• Vorliegender Text:
↓

Dänemarks Regierung will länger im Land lebende Migranten für gemeinnützige Arbeit heranziehen. Die Empörung ist groß, der politische Erfolg garantiert.
In Dänemark sollen Zuwanderer künftig nur noch dann von der Solidargemeinschaft unterstützt werden, wenn sie bereit sind, auch dafür zu arbeiten. „Wir wollen eine neue Arbeitslogik einführen, bei der die Menschen die Pflicht haben, einen Beitrag zu leisten und sich nützlich zu machen“, wie die dänische Ministerpräsidenten Mette Frederiksen vergangene Woche skizzierte. Wer nach drei bis vier Jahren noch keinen regulären Job gefunden hat und nicht ausreichend dänisch spricht, muss sich anderwärtig nützlich machen. „Das kann ein Job am Strand sein, bei dem man Zigarettenstummel oder Plastik aufsammelt oder Hilfe bei der Lösung verschiedener Aufgaben in Unternehmen leistet“, wie der dänische Arbeitsminister Peter Hummelgaard ergänzt.
Die Arbeitszeit für den Dienst an der Allgemeinheit beträgt mindestens 37 Stunden die Woche. Anlass der Initiative seien die niedrigen Erwerbsquoten bei Frauen aus der Türkei, aus dem Nahen Osten und aus Afrika. „Zu viele Jahre lang haben wir vielen Menschen einen schlechten Dienst erwiesen, indem wir nichts von ihnen verlangt haben“, sagte Frederiksen. Das Wichtigste sei, die Menschen wieder aus ihren Wohnungen herauszubekommen. Denn nur so könne Integration auch funktionieren.

↑

• Bereitgestelltes Material:

↓

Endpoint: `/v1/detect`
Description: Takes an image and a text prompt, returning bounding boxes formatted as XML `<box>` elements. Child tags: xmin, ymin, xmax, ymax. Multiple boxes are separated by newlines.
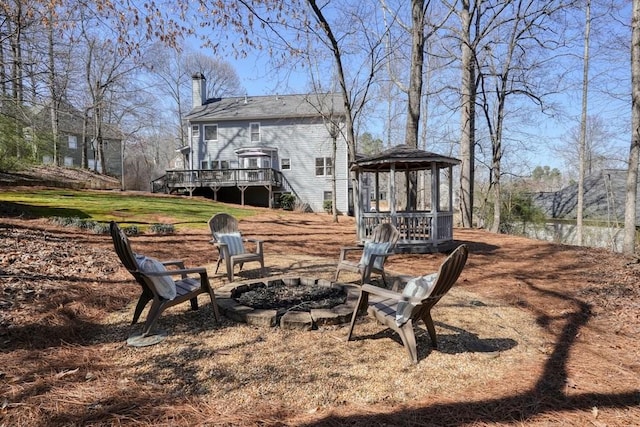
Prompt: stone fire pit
<box><xmin>215</xmin><ymin>276</ymin><xmax>359</xmax><ymax>330</ymax></box>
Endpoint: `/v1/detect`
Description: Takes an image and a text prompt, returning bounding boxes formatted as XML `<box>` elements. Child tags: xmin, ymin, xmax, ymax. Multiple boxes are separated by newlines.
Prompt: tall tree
<box><xmin>623</xmin><ymin>0</ymin><xmax>640</xmax><ymax>254</ymax></box>
<box><xmin>459</xmin><ymin>0</ymin><xmax>477</xmax><ymax>228</ymax></box>
<box><xmin>576</xmin><ymin>0</ymin><xmax>591</xmax><ymax>246</ymax></box>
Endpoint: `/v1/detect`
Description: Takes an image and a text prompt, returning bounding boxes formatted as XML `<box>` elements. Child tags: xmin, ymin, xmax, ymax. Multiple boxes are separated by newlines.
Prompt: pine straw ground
<box><xmin>0</xmin><ymin>210</ymin><xmax>640</xmax><ymax>426</ymax></box>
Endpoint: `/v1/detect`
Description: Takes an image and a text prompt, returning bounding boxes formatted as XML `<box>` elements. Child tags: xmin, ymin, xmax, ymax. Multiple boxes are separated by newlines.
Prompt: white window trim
<box><xmin>249</xmin><ymin>122</ymin><xmax>262</xmax><ymax>142</ymax></box>
<box><xmin>313</xmin><ymin>157</ymin><xmax>334</xmax><ymax>176</ymax></box>
<box><xmin>67</xmin><ymin>135</ymin><xmax>78</xmax><ymax>150</ymax></box>
<box><xmin>203</xmin><ymin>124</ymin><xmax>220</xmax><ymax>141</ymax></box>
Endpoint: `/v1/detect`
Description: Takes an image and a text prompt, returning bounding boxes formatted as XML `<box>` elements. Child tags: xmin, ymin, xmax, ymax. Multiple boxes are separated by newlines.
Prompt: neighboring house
<box><xmin>527</xmin><ymin>169</ymin><xmax>640</xmax><ymax>251</ymax></box>
<box><xmin>25</xmin><ymin>101</ymin><xmax>123</xmax><ymax>177</ymax></box>
<box><xmin>152</xmin><ymin>74</ymin><xmax>349</xmax><ymax>213</ymax></box>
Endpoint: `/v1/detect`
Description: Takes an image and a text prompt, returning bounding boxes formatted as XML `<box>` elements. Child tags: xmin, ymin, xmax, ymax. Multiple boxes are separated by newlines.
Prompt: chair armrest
<box><xmin>161</xmin><ymin>259</ymin><xmax>184</xmax><ymax>268</ymax></box>
<box><xmin>338</xmin><ymin>246</ymin><xmax>364</xmax><ymax>262</ymax></box>
<box><xmin>360</xmin><ymin>284</ymin><xmax>422</xmax><ymax>304</ymax></box>
<box><xmin>360</xmin><ymin>283</ymin><xmax>402</xmax><ymax>301</ymax></box>
<box><xmin>243</xmin><ymin>238</ymin><xmax>264</xmax><ymax>254</ymax></box>
<box><xmin>142</xmin><ymin>267</ymin><xmax>207</xmax><ymax>278</ymax></box>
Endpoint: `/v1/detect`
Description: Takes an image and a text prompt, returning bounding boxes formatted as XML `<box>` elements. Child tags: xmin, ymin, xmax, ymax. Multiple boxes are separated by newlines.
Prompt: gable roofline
<box><xmin>186</xmin><ymin>93</ymin><xmax>345</xmax><ymax>123</ymax></box>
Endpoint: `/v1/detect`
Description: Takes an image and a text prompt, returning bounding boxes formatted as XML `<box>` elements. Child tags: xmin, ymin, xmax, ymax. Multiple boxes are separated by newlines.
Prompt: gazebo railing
<box><xmin>360</xmin><ymin>211</ymin><xmax>453</xmax><ymax>245</ymax></box>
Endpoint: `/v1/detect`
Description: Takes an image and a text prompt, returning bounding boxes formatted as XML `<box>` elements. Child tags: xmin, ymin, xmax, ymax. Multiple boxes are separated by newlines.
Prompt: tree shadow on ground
<box><xmin>302</xmin><ymin>282</ymin><xmax>640</xmax><ymax>427</ymax></box>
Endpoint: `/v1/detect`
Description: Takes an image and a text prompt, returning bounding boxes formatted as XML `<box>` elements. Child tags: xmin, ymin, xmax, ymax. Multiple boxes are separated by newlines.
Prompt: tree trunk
<box><xmin>576</xmin><ymin>0</ymin><xmax>591</xmax><ymax>246</ymax></box>
<box><xmin>47</xmin><ymin>12</ymin><xmax>60</xmax><ymax>165</ymax></box>
<box><xmin>623</xmin><ymin>0</ymin><xmax>640</xmax><ymax>254</ymax></box>
<box><xmin>460</xmin><ymin>0</ymin><xmax>476</xmax><ymax>228</ymax></box>
<box><xmin>307</xmin><ymin>0</ymin><xmax>360</xmax><ymax>230</ymax></box>
<box><xmin>405</xmin><ymin>0</ymin><xmax>424</xmax><ymax>148</ymax></box>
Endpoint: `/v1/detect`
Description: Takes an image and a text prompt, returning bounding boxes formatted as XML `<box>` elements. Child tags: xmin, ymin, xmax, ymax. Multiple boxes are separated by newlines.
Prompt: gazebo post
<box><xmin>375</xmin><ymin>171</ymin><xmax>380</xmax><ymax>212</ymax></box>
<box><xmin>389</xmin><ymin>163</ymin><xmax>398</xmax><ymax>227</ymax></box>
<box><xmin>352</xmin><ymin>171</ymin><xmax>366</xmax><ymax>240</ymax></box>
<box><xmin>430</xmin><ymin>162</ymin><xmax>440</xmax><ymax>246</ymax></box>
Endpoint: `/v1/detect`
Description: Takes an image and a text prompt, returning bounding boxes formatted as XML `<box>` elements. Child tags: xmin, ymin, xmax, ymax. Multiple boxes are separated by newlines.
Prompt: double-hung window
<box><xmin>204</xmin><ymin>125</ymin><xmax>218</xmax><ymax>141</ymax></box>
<box><xmin>316</xmin><ymin>157</ymin><xmax>333</xmax><ymax>176</ymax></box>
<box><xmin>249</xmin><ymin>123</ymin><xmax>260</xmax><ymax>142</ymax></box>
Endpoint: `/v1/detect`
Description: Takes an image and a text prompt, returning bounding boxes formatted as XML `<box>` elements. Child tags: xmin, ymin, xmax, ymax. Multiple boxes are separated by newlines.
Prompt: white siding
<box><xmin>192</xmin><ymin>118</ymin><xmax>348</xmax><ymax>213</ymax></box>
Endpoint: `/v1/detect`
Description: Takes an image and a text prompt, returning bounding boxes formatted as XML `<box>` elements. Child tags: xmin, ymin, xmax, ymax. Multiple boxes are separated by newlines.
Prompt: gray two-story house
<box><xmin>152</xmin><ymin>74</ymin><xmax>349</xmax><ymax>213</ymax></box>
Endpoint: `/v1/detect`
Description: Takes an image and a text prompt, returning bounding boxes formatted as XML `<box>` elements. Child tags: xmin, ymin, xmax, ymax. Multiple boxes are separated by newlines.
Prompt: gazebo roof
<box><xmin>351</xmin><ymin>145</ymin><xmax>460</xmax><ymax>172</ymax></box>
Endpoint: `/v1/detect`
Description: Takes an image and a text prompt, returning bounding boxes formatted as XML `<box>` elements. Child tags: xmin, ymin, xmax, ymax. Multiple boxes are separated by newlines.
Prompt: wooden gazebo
<box><xmin>351</xmin><ymin>145</ymin><xmax>460</xmax><ymax>253</ymax></box>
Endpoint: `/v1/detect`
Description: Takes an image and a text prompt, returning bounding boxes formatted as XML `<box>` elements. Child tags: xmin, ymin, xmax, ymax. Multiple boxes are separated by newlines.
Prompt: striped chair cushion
<box><xmin>136</xmin><ymin>255</ymin><xmax>176</xmax><ymax>300</ymax></box>
<box><xmin>396</xmin><ymin>273</ymin><xmax>438</xmax><ymax>326</ymax></box>
<box><xmin>360</xmin><ymin>241</ymin><xmax>391</xmax><ymax>270</ymax></box>
<box><xmin>216</xmin><ymin>232</ymin><xmax>245</xmax><ymax>256</ymax></box>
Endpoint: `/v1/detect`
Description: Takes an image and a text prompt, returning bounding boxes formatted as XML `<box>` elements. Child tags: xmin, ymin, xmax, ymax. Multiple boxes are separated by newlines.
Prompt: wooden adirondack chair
<box><xmin>333</xmin><ymin>223</ymin><xmax>400</xmax><ymax>285</ymax></box>
<box><xmin>110</xmin><ymin>221</ymin><xmax>220</xmax><ymax>347</ymax></box>
<box><xmin>208</xmin><ymin>213</ymin><xmax>265</xmax><ymax>282</ymax></box>
<box><xmin>347</xmin><ymin>245</ymin><xmax>469</xmax><ymax>364</ymax></box>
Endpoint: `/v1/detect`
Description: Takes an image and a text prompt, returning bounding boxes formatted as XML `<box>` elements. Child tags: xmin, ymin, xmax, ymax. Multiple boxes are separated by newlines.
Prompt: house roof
<box><xmin>533</xmin><ymin>169</ymin><xmax>640</xmax><ymax>224</ymax></box>
<box><xmin>186</xmin><ymin>94</ymin><xmax>344</xmax><ymax>122</ymax></box>
<box><xmin>351</xmin><ymin>145</ymin><xmax>460</xmax><ymax>172</ymax></box>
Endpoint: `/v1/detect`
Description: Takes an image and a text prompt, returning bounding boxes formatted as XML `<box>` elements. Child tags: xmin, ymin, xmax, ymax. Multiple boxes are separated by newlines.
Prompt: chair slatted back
<box><xmin>371</xmin><ymin>222</ymin><xmax>400</xmax><ymax>250</ymax></box>
<box><xmin>422</xmin><ymin>245</ymin><xmax>469</xmax><ymax>310</ymax></box>
<box><xmin>109</xmin><ymin>221</ymin><xmax>139</xmax><ymax>279</ymax></box>
<box><xmin>208</xmin><ymin>213</ymin><xmax>239</xmax><ymax>239</ymax></box>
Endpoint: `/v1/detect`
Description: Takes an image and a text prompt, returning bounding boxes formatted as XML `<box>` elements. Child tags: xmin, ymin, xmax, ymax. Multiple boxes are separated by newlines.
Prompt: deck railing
<box><xmin>151</xmin><ymin>168</ymin><xmax>282</xmax><ymax>193</ymax></box>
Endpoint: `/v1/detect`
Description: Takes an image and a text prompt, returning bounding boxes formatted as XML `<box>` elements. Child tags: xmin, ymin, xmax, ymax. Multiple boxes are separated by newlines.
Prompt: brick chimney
<box><xmin>191</xmin><ymin>73</ymin><xmax>207</xmax><ymax>108</ymax></box>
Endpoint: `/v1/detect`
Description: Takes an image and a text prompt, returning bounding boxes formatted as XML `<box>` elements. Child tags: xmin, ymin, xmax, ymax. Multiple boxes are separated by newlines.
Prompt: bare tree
<box><xmin>576</xmin><ymin>0</ymin><xmax>591</xmax><ymax>246</ymax></box>
<box><xmin>623</xmin><ymin>0</ymin><xmax>640</xmax><ymax>254</ymax></box>
<box><xmin>459</xmin><ymin>0</ymin><xmax>477</xmax><ymax>228</ymax></box>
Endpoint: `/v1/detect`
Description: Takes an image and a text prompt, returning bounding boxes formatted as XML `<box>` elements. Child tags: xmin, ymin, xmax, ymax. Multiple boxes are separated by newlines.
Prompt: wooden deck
<box><xmin>151</xmin><ymin>168</ymin><xmax>294</xmax><ymax>207</ymax></box>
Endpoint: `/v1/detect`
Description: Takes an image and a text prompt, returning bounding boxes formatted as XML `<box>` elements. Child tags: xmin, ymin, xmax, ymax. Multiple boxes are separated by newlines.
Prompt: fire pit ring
<box><xmin>215</xmin><ymin>276</ymin><xmax>359</xmax><ymax>330</ymax></box>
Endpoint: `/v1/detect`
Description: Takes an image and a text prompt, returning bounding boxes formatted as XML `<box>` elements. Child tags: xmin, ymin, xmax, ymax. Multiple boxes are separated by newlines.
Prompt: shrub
<box><xmin>322</xmin><ymin>200</ymin><xmax>333</xmax><ymax>214</ymax></box>
<box><xmin>92</xmin><ymin>222</ymin><xmax>110</xmax><ymax>234</ymax></box>
<box><xmin>280</xmin><ymin>193</ymin><xmax>296</xmax><ymax>211</ymax></box>
<box><xmin>149</xmin><ymin>224</ymin><xmax>175</xmax><ymax>234</ymax></box>
<box><xmin>122</xmin><ymin>225</ymin><xmax>140</xmax><ymax>236</ymax></box>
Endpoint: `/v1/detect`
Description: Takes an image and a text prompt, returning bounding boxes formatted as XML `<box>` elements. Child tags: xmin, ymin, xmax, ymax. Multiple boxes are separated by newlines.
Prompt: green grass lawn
<box><xmin>0</xmin><ymin>188</ymin><xmax>254</xmax><ymax>228</ymax></box>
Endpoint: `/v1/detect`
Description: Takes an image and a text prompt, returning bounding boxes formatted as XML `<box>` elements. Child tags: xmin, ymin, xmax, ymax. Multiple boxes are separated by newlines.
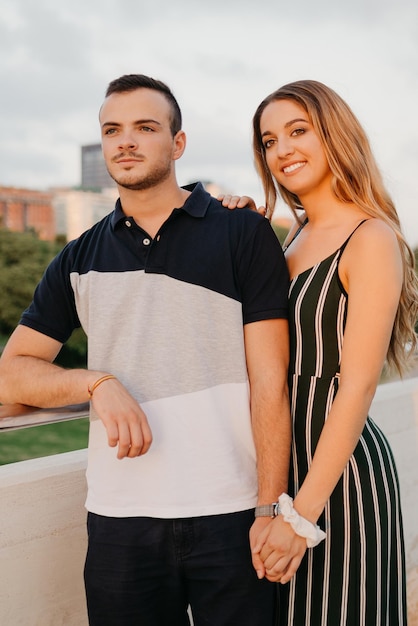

↑

• Zu erledigende Aufgaben:
**A.** Nenne ausschließlich die Anzahl der Zeilen in den Einträgen, die das Wort „ground“ enthalten, wobei Groß- und Kleinschreibung zu beachten ist.
**B.** Schreibe den Text über die dänische Arbeitspflicht für Zuwanderer im Anschluss an seinen letzten Satz weiter.
Der Text und die Einträge haben inhaltlich nichts miteinander zu tun.

• Lösungen:
**A.** 2

**B.**
Der Vollständigkeit halber sei erwähnt, dass diese Vorschläge von einer sozialdemokratischen Regierung kommen. Übrigens von derselben sozialdemokratischen Regierung, die ein Gesetz durchgebracht hat, das die Zuwanderung von Menschen „nicht-westlicher“ Herkunft in dänischen Stadtvierteln auf 30 Prozent beschränken will, um so das Entstehen von Parallelgesellschaften zu verhindern. Nun muss man sich nur einen Moment lang vorstellen, was hierzulande los wäre, wenn derartige Vorschläge von einem Bundeskanzler Sebastian Kurz oder einem Arbeitsminister Martin Kocher ventiliert würden. Die Republik würde brennen, um in den Worten eines früheren AK-Präsidenten zu sprechen. Jedenfalls auf Twitter.
Auch Politiker aus diversen EU-Partnerländern und zahlreiche Kommentatoren zeigten sich ob des sozialdemokratischen Schwenks nach rechts empört. Klar, eine liberale Zuwanderungspolitik sieht anders aus. Dennoch scheint die Premierministerin mit ihrer Politik den Nerv der Bevölkerung zu treffen. Wären kommenden Sonntag Wahlen, könnte Frederiksen mit einem fulminanten Sieg rechnen. Die Kombination aus einer restriktiven Zuwanderungspolitik mit einem großzügigen, aber auch fordernden Sozialstaat scheint bestens anzukommen.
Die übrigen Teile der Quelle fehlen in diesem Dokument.